- GIVEN PASSAGE -
___

Go to the Plans page to see all your maintenance plans, check plan status, and create new plans.
- Name your plan
- Select a usage- or calendar-based schedule.
- Pre-assign a team if you want plan-related tickets routed to the right group automatically.
- Pre-set reason codes.
If you want to enable automatic tickets:
- Define a ticket creation threshold (time remaining to create ticket) to automatically generate tickets based on time or usage. Amper will continuously monitor machines and generate a ticket assigned to the team you've designated.
Example:
Perform plan every 150 usage hours, generate 1 week before due.
Already using maintenance?
There are some properties you’ll have to update in your maintenance plans to make sure tickets get created on time and go to the right people.
Configure Alerts
Whether you’re already using alerts or want to create new ones, you can choose to turn alerts into tickets so that you can be confident that all of your issues are being logged, communicated, and addressed.
From Communications > Alerts, either find the alert you want to modify or choose to create a New Alert.
Select the Create Ticket option at the bottom of the Alert configuration modal to generate tickets when the alert is triggered.
Choose the Team assignment and assign a reason code to an alert for automatic ticket creation.
3. How to Create Tickets
Tickets can be created manually or automatically, depending on your setup.
Manual Options
From the Web App
Go to Communication > Tickets > New Ticket.
Fill out any relevant fields and Save.
From the Operator Interface
Go to Tickets > New Ticket to assign a team, select a reason code, and describe the issue.
From a Maintenance Plan
You can manually create maintenance tickets for non-recurring or ad-hoc tasks from either the Plans or Tickets page.
- From the Plans page:
- From the Tickets page:
Click Create Ticket next to the desired asset in a maintenance plan. The ticket will auto-fill with relevant details and appear in the Due Next column.

___

- CHALLENGE 1 -
List the places from which the maintenance guide says a ticket can be created manually.
- CHALLENGE 2 -
Retype the maintenance guide, starting at "- Name your" and ending at "team you've designated.".

___

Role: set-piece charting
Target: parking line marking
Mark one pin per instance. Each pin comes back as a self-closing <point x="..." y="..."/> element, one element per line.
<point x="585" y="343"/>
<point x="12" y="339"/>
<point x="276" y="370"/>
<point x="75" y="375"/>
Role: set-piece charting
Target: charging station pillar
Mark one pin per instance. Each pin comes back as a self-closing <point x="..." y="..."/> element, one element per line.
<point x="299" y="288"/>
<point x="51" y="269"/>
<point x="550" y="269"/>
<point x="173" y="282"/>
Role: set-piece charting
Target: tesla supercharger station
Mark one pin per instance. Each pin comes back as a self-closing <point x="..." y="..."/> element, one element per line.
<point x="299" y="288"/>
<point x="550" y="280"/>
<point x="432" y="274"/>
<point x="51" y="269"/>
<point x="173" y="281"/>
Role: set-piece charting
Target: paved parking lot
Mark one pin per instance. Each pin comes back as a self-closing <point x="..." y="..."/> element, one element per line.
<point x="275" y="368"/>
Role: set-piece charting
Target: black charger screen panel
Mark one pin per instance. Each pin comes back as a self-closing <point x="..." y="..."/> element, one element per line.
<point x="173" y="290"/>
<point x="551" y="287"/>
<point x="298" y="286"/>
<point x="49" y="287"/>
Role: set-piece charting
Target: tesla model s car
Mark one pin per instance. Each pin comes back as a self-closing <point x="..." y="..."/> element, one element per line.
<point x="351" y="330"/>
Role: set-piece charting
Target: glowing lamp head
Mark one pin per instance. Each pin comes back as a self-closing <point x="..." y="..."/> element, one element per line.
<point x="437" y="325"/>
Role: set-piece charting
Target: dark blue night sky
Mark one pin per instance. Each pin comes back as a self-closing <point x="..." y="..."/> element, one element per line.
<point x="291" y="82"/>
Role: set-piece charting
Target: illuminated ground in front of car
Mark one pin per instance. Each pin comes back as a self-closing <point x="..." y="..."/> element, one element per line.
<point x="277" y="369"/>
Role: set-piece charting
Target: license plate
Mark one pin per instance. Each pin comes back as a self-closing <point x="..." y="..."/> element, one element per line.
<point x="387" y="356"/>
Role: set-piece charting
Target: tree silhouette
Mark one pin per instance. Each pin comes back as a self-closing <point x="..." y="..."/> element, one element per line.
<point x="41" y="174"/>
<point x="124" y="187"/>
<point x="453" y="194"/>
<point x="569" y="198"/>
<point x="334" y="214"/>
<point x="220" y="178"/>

___

- RESPONSE 1 -
From the Web App
From the Operator Interface
From a Maintenance Plan

- RESPONSE 2 -
- Name your plan
- Select a usage- or calendar-based schedule.
- Pre-assign a team if you want plan-related tickets routed to the right group automatically.
- Pre-set reason codes.
If you want to enable automatic tickets:
- Define a ticket creation threshold (time remaining to create ticket) to automatically generate tickets based on time or usage. Amper will continuously monitor machines and generate a ticket assigned to the team you've designated.